┌─ Document segment
But I disagree. The pronouns in the baptism accounts are notoriously difficult to sort out, and one is largely left wondering whether Jesus or John alone witnessed the affirmation of Jesus as God’s son. In addition, Jesus is a human being, and all human beings—regardless of depth of spirituality or self-esteem—we all require external affirmation in some form and frequency.

I don’t think Jesus was any different. The baptism of Jesus is located at the beginning of Jesus’ ministry—it is called the Theophany (the appearance of God) by the classical authors. We, who know what is coming in the story, know that Jesus is about to be whisked away to the desert to be tempted. After surviving those trials, Jesus begins his own ministry of preaching and healing.
└─
┌─ Extracted data
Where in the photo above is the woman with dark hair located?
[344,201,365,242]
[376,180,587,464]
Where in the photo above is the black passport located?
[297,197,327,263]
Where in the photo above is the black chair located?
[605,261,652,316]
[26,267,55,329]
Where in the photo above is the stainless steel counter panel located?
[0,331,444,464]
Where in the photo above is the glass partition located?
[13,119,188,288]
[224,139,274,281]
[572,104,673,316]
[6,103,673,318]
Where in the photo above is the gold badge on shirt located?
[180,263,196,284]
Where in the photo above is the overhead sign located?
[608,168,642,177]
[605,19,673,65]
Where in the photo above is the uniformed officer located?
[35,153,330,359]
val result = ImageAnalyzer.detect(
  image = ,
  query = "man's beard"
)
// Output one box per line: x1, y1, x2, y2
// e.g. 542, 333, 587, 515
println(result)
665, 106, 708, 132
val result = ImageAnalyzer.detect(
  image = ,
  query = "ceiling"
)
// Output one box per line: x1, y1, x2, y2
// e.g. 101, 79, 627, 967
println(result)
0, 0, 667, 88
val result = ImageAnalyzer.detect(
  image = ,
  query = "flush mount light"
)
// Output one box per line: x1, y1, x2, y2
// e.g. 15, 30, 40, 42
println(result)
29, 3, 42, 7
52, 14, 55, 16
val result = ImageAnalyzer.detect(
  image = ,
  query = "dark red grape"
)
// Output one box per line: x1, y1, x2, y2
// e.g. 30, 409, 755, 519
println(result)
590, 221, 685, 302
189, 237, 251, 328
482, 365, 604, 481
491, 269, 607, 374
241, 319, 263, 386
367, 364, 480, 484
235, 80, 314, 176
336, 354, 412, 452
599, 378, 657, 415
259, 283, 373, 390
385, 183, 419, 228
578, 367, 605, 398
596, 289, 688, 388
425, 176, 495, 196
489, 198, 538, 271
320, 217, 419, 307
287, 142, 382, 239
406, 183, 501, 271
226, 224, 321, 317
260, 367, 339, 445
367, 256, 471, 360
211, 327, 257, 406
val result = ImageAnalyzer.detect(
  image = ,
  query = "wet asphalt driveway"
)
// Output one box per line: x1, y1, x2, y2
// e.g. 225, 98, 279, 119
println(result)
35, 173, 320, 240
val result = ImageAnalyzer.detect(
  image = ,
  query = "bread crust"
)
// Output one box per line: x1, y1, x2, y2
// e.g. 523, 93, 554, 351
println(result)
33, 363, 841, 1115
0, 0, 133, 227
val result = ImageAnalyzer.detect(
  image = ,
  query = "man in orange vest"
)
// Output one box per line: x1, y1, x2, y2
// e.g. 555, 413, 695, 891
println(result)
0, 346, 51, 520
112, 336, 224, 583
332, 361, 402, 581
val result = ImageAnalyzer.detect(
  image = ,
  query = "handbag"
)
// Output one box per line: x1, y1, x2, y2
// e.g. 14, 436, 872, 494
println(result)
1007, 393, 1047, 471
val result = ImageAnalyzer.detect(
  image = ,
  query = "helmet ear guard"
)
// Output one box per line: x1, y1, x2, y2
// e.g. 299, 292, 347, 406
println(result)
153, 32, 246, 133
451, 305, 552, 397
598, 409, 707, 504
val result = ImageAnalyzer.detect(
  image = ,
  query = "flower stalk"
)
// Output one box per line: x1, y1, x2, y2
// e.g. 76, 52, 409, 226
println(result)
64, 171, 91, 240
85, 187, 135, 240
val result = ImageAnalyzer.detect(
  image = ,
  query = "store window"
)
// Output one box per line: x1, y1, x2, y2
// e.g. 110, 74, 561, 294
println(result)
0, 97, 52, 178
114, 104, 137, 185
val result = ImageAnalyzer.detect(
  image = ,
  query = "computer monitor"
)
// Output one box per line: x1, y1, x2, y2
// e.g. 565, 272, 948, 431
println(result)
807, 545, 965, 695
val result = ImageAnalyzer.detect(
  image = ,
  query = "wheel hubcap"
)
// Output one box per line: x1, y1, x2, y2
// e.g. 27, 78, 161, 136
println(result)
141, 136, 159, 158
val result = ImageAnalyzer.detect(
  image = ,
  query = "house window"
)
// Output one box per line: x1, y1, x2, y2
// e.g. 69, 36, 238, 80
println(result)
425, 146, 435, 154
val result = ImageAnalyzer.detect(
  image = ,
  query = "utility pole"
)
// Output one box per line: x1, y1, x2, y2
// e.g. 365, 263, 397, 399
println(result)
└─
__Task requirements__
A - Decide whether each statement (i), (ii), and (iii) agrees with the baptism passage, answering yes or no and quoting the words of the passage that settle it.
(i) Classical authors call the baptism of Jesus the Theophany.
(ii) The pronouns in the baptism accounts are easy to sort out.
(iii) Jesus is about to be taken to the desert to be tempted.
B - Answer these questions from the baptism passage.
(i) According to the passage, what do all human beings require?
(ii) Where in Jesus' ministry is the baptism located?
(iii) What does Jesus begin after surviving the trials?
C - Summarize the baptism passage in two sentences.
Answer from the baptism passage alone, not from the data.

__Completed exercise__
A -
(i) Yes: "it is called the Theophany (the appearance of God) by the classical authors"
(ii) No: "The pronouns in the baptism accounts are notoriously difficult to sort out"
(iii) Yes: "Jesus is about to be whisked away to the desert to be tempted"

B -
(i) External affirmation in some form and frequency.
(ii) At the beginning of Jesus' ministry.
(iii) His own ministry of preaching and healing.

C - The writer disagrees, noting that the pronouns in the baptism accounts leave it unclear whether Jesus or John alone witnessed the affirmation of Jesus as God's son, and holding that Jesus, as a human being, required external affirmation like everyone else. The baptism, which classical authors call the Theophany, comes at the beginning of Jesus' ministry, before his temptation in the desert and his ministry of preaching and healing.